Aufgaben
[a] Übertrage den Satz „Zusammen sind das dann ca. 460-520€ je nach genauer Wahl.“ aus dem Auszug zur PC-Zusammenstellung ins Englische.
[b] Setze den Auszug zur PC-Zusammenstellung bitte nach seinem letzten Satz fort.

Auszug

Gigabyte GeForce GTX 750 Ti OC low profile, 2GB GDDR5, DVI, 2x HDMI, DisplayPort (GV-N75TOC-2GL) Preisvergleich | Geizhals Deutschland 125€ => Low Profile-Karte, für das Gehäuse ein "muss"
SilverStone Strider Series 300W SFX12V (SST-ST30SF) Preisvergleich | Geizhals Deutschland => 50€
EKL Alpenföhn Silvretta (84000000096) Preisvergleich | Geizhals Deutschland 20€ als CPU-Kühler
Und als Laufwerk musst du dann wissen, ob du vlt. eher 1000GB HDD für 45-50€ nimmst oder eine SSD mit 120GB oder 256GB für ca. 50€ bzw. 90-100€. DVD-LW kostet ca 15€ als Brenner.

Zusammen sind das dann ca. 460-520€ je nach genauer Wahl.


Du kannst natürlich auch ein größeres, aber weiterhin "kleines" Gehäuse nehmen, wo man keine low-profile-Karte braucht, dann hast du da schon wieder 10€ gespart, weil dann günstigere Karten verfügbar sind.


----------



## Golgomaph (25. November 2015)

Alles klar, aus deiner Zusammenstellung werde ich einiges übernehmen. 300 Watt reichen aus? Wie sieht´s denn aus wenn man vielleicht noch eine Festplatte ergänzt, macht das einen großen Unterschied Stromverbrauchstechnisch?


----------



## Herbboy (25. November 2015)

Golgomaph schrieb:


> Alles klar, aus deiner Zusammenstellung werde ich einiges übernehmen. 300 Watt reichen aus? Wie sieht´s denn aus wenn man vielleicht noch eine Festplatte ergänzt, macht das einen großen Unterschied Stromverbrauchstechnisch?

Zeilenübersicht

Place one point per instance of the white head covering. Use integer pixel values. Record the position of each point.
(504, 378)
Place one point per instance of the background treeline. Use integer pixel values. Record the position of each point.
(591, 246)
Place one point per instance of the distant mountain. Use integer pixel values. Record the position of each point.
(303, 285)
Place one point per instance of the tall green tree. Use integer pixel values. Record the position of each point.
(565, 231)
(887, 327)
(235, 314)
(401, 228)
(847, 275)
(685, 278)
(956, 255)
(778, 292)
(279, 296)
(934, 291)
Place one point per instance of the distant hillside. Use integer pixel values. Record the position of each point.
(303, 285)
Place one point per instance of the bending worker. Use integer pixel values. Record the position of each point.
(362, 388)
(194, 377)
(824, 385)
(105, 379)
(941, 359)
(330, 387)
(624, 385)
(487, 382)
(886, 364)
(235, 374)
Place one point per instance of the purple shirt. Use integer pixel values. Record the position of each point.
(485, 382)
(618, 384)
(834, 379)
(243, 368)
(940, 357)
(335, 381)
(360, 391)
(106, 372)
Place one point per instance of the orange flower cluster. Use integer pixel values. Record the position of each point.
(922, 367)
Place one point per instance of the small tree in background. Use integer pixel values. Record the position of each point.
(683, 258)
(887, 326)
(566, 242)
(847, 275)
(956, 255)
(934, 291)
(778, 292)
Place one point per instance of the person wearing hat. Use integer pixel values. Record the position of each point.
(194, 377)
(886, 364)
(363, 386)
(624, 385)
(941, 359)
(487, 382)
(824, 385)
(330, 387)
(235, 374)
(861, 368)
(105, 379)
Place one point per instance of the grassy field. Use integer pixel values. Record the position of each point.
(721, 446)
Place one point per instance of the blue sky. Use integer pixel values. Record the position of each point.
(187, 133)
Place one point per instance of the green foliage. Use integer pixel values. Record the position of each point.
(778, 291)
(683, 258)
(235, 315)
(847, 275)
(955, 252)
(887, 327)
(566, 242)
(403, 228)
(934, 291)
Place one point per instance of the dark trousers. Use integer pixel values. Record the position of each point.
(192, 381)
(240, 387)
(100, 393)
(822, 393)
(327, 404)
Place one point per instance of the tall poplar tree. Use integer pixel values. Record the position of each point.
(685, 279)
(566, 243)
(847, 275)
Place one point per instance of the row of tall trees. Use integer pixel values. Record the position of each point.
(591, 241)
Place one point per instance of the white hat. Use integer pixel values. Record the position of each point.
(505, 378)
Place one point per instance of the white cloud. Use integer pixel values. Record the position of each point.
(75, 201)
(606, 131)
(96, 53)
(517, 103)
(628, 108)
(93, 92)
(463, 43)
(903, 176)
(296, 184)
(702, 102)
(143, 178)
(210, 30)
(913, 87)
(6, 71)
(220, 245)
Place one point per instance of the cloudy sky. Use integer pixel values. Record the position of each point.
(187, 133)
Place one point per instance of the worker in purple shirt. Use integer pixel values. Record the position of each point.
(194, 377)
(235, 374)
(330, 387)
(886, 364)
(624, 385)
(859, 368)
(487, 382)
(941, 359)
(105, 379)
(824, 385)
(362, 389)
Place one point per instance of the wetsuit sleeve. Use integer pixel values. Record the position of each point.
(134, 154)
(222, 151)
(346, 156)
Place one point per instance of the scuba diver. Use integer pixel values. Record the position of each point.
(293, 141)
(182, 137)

Lösungen
[a] Altogether that comes to about €460–520, depending on the exact choice.

[b]
Die LowProfile GTX 750 Ti kommt ganz ohne Zusatzstecker aus, die zieht also maximal 75W. Die CPU mit Board vlt 120W bei absoluter Vollast. Laufwerke&co - da bleibst du bei unter 250W. Und die 300W sind eh eine "konservative" Angabe, was man dem Netzteil dauerhaft zumuten sollte - das leistet an sich aber mehr. Rechnerisch die drei Schienen zusammen sogar 430W, die "combined" Power für 3,3+5V gibt Silverstone mit 103W an, die von 12V mit 264W. Allein das macht an sich schon über 350W. 

Wegen ner zweiten HDD: ich bin nicht ganz sicher, ob in das Gehäuse JE 1x 2,5 und 3,5 geht oder nur 1x 2,5 ODER 3,5. Aber wenn du da noch was einbaust: ne HHD mit 7200 U/Min und 1000-2000GB zieht normalerweise nicht mal 10W.


----------



## Golgomaph (25. November 2015)

Alles klar, danke Dir!


----------



## McDrake (25. November 2015)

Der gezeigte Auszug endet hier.